> [EXCERPT TO READ]:
In the Sui and Tang dynasty, the Ministry of Personnel became solely responsible for the appointment of officials, lessening the authority of regional mufu. However, the mufu structure for military organization remained, leading to the growing power of the office of jiedushi (military governor), who maintained military power in various circuits. Imperial princesses such as Princess Pingyang, Princess Taiping and Princess Anle also held their own councils. Over time as Tang imperial government's control over the jiedushi declined, the jiedushi would become their own regional powers, leading to the Five Dynasties and Ten Kingdoms.

During the Song and Ming dynasties, the power of regional tent government was curbed and largely disappeared as central government held greater power over that of regional military.
During the Qing dynasty, the tent government became more common.
In the late Qing, powerful regional governors greatly modified the traditional mufu system, transforming it into a professional bureaucracy under their personal authority. These mufu could bypass the usual bureaucratic regulations to include members of the emerging capitalist class. Their capital and specialized skills were useful to the running of modern enterprises that were established under the Self-Strengthening Movement, and many Western-trained experts were given considerable responsibilities in this way.

> [PROVIDED DATA]:
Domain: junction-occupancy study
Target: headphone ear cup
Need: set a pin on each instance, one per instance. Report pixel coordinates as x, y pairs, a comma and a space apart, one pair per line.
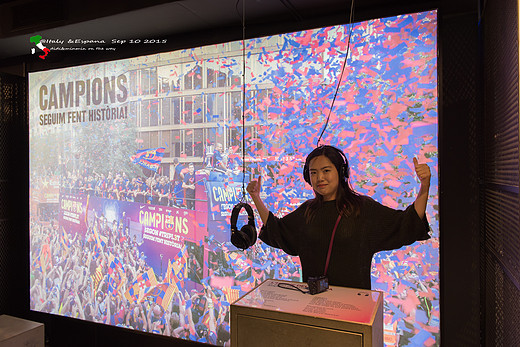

> [PROBLEMS TO SOLVE]:
1. In the passage on the mufu system, reproduce the text from "During the Song" to "in this way.".
2. Translate this sentence from the passage on the mufu system into Spanish: "During the Qing dynasty, the tent government became more common."
3. Go on with the passage on the mufu system from the point where it stops.

> [TASK RESULTS]:
1.
During the Song and Ming dynasties, the power of regional tent government was curbed and largely disappeared as central government held greater power over that of regional military.
During the Qing dynasty, the tent government became more common.
In the late Qing, powerful regional governors greatly modified the traditional mufu system, transforming it into a professional bureaucracy under their personal authority. These mufu could bypass the usual bureaucratic regulations to include members of the emerging capitalist class. Their capital and specialized skills were useful to the running of modern enterprises that were established under the Self-Strengthening Movement, and many Western-trained experts were given considerable responsibilities in this way.

2. Durante la dinastía Qing, el gobierno de tienda se volvió más común.

3.
Conventional officials were selected from the successful candidates of the literary imperial examination who had little practical skills to govern, and the Qing central government had no provision to provide them with technical staff since there was no training or recruiting of such experts. To perform their job well, the appointed scholars were forced to hire able men, muliao, to staff the mufu, to deal with floods, rebellions, finance and foreign affairs.

== Examples ==
In Zeng Guofan's mufu, his muliao included Li Hongzhang. In Li Hongzhang's mufu, his muliao included Pan Dingxin, Zhou Fu and Liu Bingzhang.